__TEXTO CITADO__:
___

Lisboa, onde se decidiu o futuro de Franco
A grande divisória de águas que foi a Guerra de Espanha, uma das maiores do século XX, teve ramificações decisivas e um forte impacto em Portugal. Desde logo, foi em Portugal que se decidiu a liderança do "alzamiento nacional": o seu dirigente incontestado, general José Sanjurjo, vivia exilado no Estoril e embarcou com destino a Burgos, capital provisória dos sublevados, num pequeno avião que viera buscá-lo. O avião despenhou-se, Sanjurjo morreu e deixou na grelha de partida para a luta sucessória os generais Francisco Franco e Emílio Mola.

Meses depois, Mola viria por sua vez a morrer num acidente aéreo. Coincidência ou não, as mortes de Sanjurjo e Mola foram tão providenciais para abrir o caminho a Franco que houve quem as atribuísse a uma conjura. Qualquer dos dois tinha mais credenciais do que o militar ferrolano que fora parar ao Exército de terra após falhar nos seus planos de carreira naval, e que ganhara os galões de general de divisão mais cedo do que qualquer outro por ter combatido contra os independentistas marroquinos - sem medo mas também sem escrúpulos.O embaixador que Salazar admirava e expulsou
Para além deste episódio, o Portugal salazarista tornou-se decisivo para a sobrevivência política de Franco como aliado diplomático e como plataforma logística.

No plano diplomático, Salazar foi visto durante toda a primeira fase, de isolamento formal dos sublevados, como uma espécie de "ministro dos Negócios Estrangeiros de Burgos". O Governo de Lisboa foi o que mais decididamente tomou o partido dos militares sediciosos, apressando-se a expulsar o embaixador da República, Claudio Sánchez-Albornoz, um académico famoso que se ilustrara pelos seus trabalhos sobre a História de Portugal.

Albornoz exilou-se depois para França, ficando a leccionar em Bordéus, de onde fugiu novamente para Portugal em 1940, quando os nazis invadiram a França. Nessa segunda estadia em Lisboa, apenas de passagem, conseguiu embarcar para Marrocos e daí para o México, onde viria a ser mais tarde o chefe do Governo republicano no exílio. Aparentemente, foi o próprio Salazar a facilitar-lhe a partida, por querer compensar de algum modo a sua anterior perseguição ao ex-embaixador, que admirava como erudito.

___

__EXTRATO DE DADOS__:
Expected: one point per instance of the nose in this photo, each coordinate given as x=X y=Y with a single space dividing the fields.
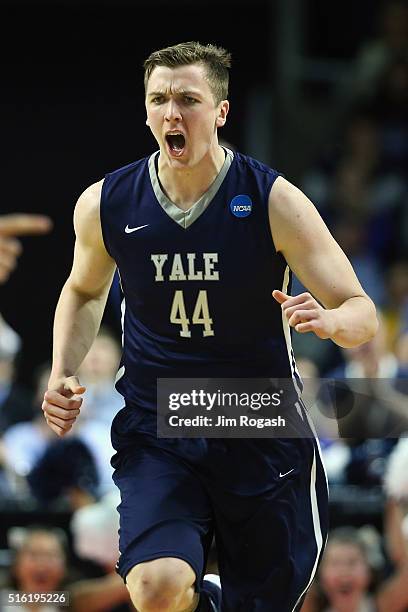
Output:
x=172 y=112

___

__TAREFA PROPOSTA 1__:
Enumere todas as pessoas identificadas pelo nome no texto sobre Portugal e a Guerra de Espanha.
__TAREFA PROPOSTA 2__:
Reescreva em forma de lista o parágrafo do texto sobre Portugal e a Guerra de Espanha que começa por "Albornoz exilou-se depois para França", mantendo os factos principais.
__TAREFA PROPOSTA 3__:
Prolongue o texto sobre Portugal e a Guerra de Espanha a partir da última frase apresentada.

__RESPOSTA ESPERADA 1__:
- José Sanjurjo
- Francisco Franco
- Emílio Mola
- Salazar
- Claudio Sánchez-Albornoz

__RESPOSTA ESPERADA 2__:
- Albornoz exilou-se em França e passou a dar aulas em Bordéus.
- Em 1940, com a invasão da França pelos nazis, voltou a fugir para Portugal.
- Nessa segunda estadia em Lisboa, apenas de passagem, embarcou para Marrocos e dali para o México.
- No México viria mais tarde a ser chefe do Governo republicano no exílio.
- Ao que parece, foi o próprio Salazar quem lhe facilitou a partida. Queria assim compensar de algum modo a perseguição anterior ao ex-embaixador, que admirava como erudito.

__RESPOSTA ESPERADA 3__:
Portugal, única "fronteira amiga" para Franco
Também na primeira fase, Portugal foi decisivo como plataforma logística, por ser a única fronteira terrestre que tinham os "nacionales" com um regime aliado. A norte, de pouco lhes serviria tomarem a fronteira com a França, então governada pela Frente Popular de Léon Blum, uma fronteira politicamente impraticável e de qualquer modo militarmente menos acessível às tropas anti-republicanas.

A leste, a sangrenta tomada de Badajoz permitiu rapidamente aos sublevados começarem a receber armamento alemão que, depois de chegar a Lisboa por mar, Salazar mandava expedir por comboio. A tomada de Badajoz foi um dos primeiros massacres dos sublevados que chegaram ao conhecimento da opinião pública internacional - graças às reportagens que aí fez o jornalista Mário Neves, do "Diário de Lisboa", publicados por desatenção momentânea da censura.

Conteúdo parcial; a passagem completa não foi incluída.